ABOUT THIS TASK:
Reproduce, word for word, the part of the passage on GSK and Wakefield from "And GSK has" to "out the window.".

Start of PASSAGE

And GSK has to be a little concerned about calls in the UK for criminal proceedings... God Forbid that the parents of these kids are allowed to testify, which they would have to be, and the news carries the fact that the 12 children in the study went in sick and came out better! Then its heads on a platter for the GMC who took away the licenses of doctors who heal very sick children, and a decade and millions in work on the End Wakefield project goes right out the window.

5 comments:

Josh Day said...
This comment has been removed by the author.
Teresa Conrick said...

Awesome post, Ginger! He is unraveling more and more. His page of pictures of himself will be in the DSM under Narcissism. Some may say he has shades of sociopathic features. Either way, he is not mentally reliable and all of his actions against Wakefield show his instability. Yep, those folks who have endorsed him in many ways are probably freaking out about now.

Anonymous said...

End of PASSAGE
Start of EXERCISE DATA

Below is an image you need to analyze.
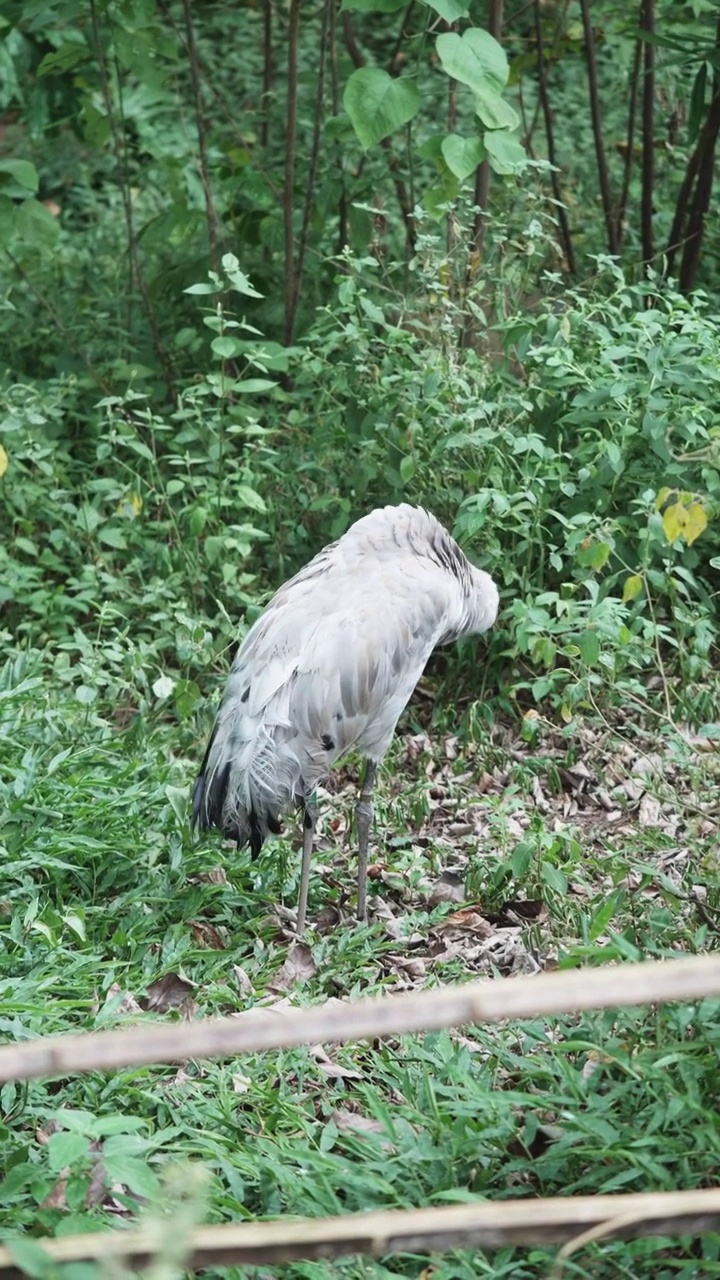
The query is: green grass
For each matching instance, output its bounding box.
[0,650,720,1280]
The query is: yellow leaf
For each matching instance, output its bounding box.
[662,502,688,543]
[683,502,707,547]
[623,573,643,604]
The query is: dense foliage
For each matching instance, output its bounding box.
[0,0,720,1280]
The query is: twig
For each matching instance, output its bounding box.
[580,0,618,255]
[0,1188,720,1280]
[0,956,720,1082]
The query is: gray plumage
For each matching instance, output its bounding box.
[192,503,498,932]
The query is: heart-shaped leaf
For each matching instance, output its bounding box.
[342,67,420,151]
[442,133,486,182]
[436,27,510,96]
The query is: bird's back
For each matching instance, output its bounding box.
[193,504,497,847]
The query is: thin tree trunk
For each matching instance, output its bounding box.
[342,9,415,253]
[580,0,619,255]
[641,0,655,262]
[667,20,720,291]
[536,0,575,275]
[90,0,177,401]
[182,0,220,271]
[331,4,348,253]
[291,0,334,333]
[283,0,301,347]
[260,0,274,148]
[679,93,720,293]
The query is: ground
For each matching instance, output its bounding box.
[0,652,720,1280]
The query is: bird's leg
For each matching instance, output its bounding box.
[296,800,315,938]
[355,760,378,920]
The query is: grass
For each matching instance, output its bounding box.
[0,649,720,1280]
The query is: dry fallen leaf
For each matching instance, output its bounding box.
[140,972,195,1018]
[331,1107,384,1133]
[232,964,252,996]
[310,1044,363,1080]
[268,942,318,991]
[187,920,227,951]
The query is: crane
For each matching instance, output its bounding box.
[192,503,498,936]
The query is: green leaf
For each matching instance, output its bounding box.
[47,1130,90,1174]
[578,627,600,667]
[102,1153,160,1201]
[234,484,268,515]
[0,160,40,198]
[79,101,110,148]
[475,93,524,131]
[210,338,243,360]
[97,525,128,552]
[423,170,460,219]
[152,676,176,698]
[441,133,486,182]
[0,195,17,244]
[342,67,420,151]
[232,378,278,396]
[174,680,200,719]
[424,0,470,18]
[15,200,60,250]
[3,1236,58,1280]
[220,253,264,298]
[623,573,643,604]
[35,41,90,77]
[436,27,509,95]
[662,502,687,543]
[483,129,528,174]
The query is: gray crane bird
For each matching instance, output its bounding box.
[192,503,498,936]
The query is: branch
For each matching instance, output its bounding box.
[580,0,619,255]
[0,1188,720,1280]
[0,955,720,1082]
[641,0,655,262]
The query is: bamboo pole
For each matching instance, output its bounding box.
[0,956,720,1082]
[0,1188,720,1277]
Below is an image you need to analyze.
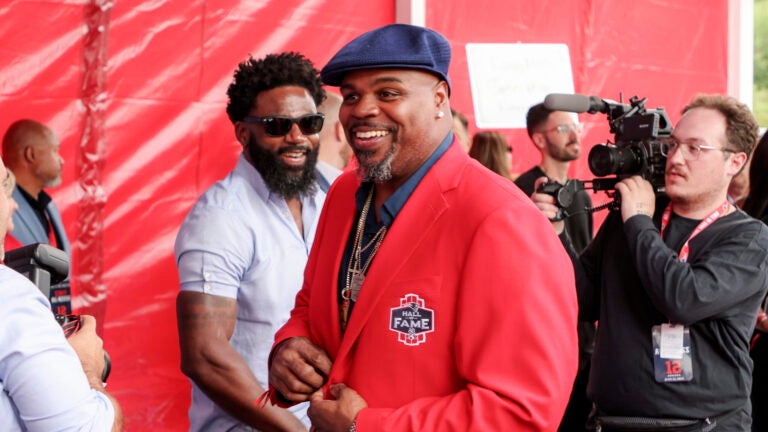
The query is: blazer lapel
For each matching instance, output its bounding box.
[335,146,468,366]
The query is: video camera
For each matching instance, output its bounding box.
[538,93,672,220]
[4,243,112,382]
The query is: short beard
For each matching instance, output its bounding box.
[248,135,319,198]
[355,143,397,183]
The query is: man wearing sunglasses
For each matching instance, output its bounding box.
[175,53,325,431]
[270,24,578,431]
[515,103,595,432]
[533,95,768,431]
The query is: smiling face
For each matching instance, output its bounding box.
[236,86,320,197]
[339,69,451,183]
[533,111,581,162]
[665,108,746,209]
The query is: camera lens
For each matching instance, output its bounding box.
[587,144,642,177]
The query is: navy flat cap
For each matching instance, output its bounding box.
[320,24,451,91]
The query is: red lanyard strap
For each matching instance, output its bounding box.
[661,200,730,262]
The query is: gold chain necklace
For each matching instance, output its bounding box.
[340,186,387,331]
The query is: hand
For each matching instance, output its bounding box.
[307,384,368,432]
[531,177,565,234]
[67,315,105,387]
[755,308,768,333]
[269,336,333,402]
[616,176,656,222]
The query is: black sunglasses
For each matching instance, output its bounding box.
[243,114,325,137]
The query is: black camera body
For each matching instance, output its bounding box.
[539,93,672,214]
[4,243,112,382]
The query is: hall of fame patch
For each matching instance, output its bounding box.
[389,294,435,346]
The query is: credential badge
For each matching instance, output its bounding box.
[389,294,435,346]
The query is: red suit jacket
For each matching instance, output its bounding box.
[271,143,578,432]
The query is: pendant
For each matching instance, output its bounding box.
[349,272,365,301]
[339,299,349,333]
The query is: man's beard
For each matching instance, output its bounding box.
[248,135,318,198]
[355,142,397,183]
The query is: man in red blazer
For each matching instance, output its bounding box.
[270,24,578,432]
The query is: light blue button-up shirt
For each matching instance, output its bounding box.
[0,265,115,432]
[175,155,325,431]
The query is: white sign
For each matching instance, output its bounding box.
[467,43,574,129]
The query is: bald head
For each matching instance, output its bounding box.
[3,119,64,197]
[317,92,352,170]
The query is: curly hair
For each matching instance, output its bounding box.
[682,94,760,157]
[227,52,325,124]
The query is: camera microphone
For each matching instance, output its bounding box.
[544,93,609,114]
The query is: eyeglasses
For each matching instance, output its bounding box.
[243,114,325,137]
[544,123,582,135]
[660,139,736,162]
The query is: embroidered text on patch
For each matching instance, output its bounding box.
[389,294,435,346]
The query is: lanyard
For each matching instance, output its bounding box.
[661,200,730,262]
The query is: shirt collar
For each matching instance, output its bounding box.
[16,185,51,211]
[355,132,453,227]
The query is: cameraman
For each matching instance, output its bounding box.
[532,95,768,431]
[0,163,123,432]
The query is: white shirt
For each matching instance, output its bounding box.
[175,155,325,431]
[0,265,115,432]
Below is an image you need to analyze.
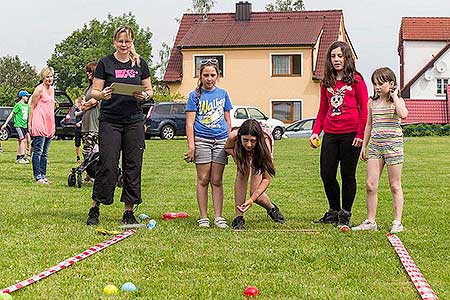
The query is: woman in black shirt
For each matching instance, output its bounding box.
[87,26,153,225]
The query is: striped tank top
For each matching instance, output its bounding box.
[370,102,403,139]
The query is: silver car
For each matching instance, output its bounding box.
[283,118,316,138]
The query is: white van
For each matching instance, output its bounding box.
[230,105,286,140]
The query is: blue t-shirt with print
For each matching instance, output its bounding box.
[186,87,233,139]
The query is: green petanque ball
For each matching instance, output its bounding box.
[103,284,119,296]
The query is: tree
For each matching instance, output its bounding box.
[0,55,39,106]
[157,42,172,79]
[192,0,216,14]
[266,0,305,11]
[47,13,156,96]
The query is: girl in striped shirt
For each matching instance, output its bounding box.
[353,67,408,233]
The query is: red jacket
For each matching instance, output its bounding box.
[313,73,369,139]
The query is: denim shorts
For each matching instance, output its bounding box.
[194,137,228,165]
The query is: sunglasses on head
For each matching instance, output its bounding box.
[200,58,219,66]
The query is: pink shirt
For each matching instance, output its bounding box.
[31,85,55,138]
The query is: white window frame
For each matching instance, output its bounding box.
[192,53,225,78]
[269,98,305,122]
[436,77,450,96]
[269,52,303,78]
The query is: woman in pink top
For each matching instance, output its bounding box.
[28,67,55,184]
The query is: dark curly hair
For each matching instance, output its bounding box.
[322,41,359,88]
[236,119,275,177]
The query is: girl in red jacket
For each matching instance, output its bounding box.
[309,41,368,227]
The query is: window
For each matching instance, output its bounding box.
[272,101,302,123]
[272,54,302,76]
[436,78,448,95]
[248,108,267,120]
[155,104,170,115]
[194,55,224,77]
[234,108,248,120]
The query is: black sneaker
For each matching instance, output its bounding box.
[314,209,339,224]
[337,209,352,227]
[86,206,100,225]
[231,216,245,230]
[267,204,286,224]
[122,210,139,224]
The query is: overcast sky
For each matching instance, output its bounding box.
[0,0,450,81]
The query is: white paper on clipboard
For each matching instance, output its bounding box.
[111,82,145,96]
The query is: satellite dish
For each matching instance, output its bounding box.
[424,70,433,81]
[436,60,447,73]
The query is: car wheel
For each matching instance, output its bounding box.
[0,128,9,141]
[272,127,283,140]
[159,125,175,140]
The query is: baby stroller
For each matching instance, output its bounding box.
[67,146,123,188]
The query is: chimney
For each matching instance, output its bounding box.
[236,1,252,21]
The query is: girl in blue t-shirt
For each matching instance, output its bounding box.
[185,59,232,228]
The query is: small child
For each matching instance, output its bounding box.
[0,90,31,164]
[225,119,286,230]
[185,59,232,228]
[352,67,408,233]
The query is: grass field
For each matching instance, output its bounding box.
[0,137,450,299]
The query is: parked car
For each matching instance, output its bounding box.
[283,118,316,138]
[0,106,17,141]
[230,105,286,140]
[142,102,186,140]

End of EXERCISE DATA

EXPECTED OUTPUT:
And GSK has to be a little concerned about calls in the UK for criminal proceedings... God Forbid that the parents of these kids are allowed to testify, which they would have to be, and the news carries the fact that the 12 children in the study went in sick and came out better! Then its heads on a platter for the GMC who took away the licenses of doctors who heal very sick children, and a decade and millions in work on the End Wakefield project goes right out the window.